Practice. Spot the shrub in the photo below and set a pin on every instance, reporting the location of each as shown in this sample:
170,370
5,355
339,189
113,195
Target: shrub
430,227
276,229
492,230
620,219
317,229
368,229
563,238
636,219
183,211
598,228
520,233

**Exercise task**
Copy every line of these records again, requests included, and shift each answer coordinate by adding 105 to both of its numbers. Leave the sample coordinates inside the requests as they are.

**Solution to this task**
Practice. Spot the shrub in the photo below and set a pin on every instance, reporting the location of each as shown in this sample:
170,370
5,355
339,189
113,195
Target: shrub
535,332
381,334
597,335
725,324
422,334
473,334
668,343
741,324
288,316
703,333
625,338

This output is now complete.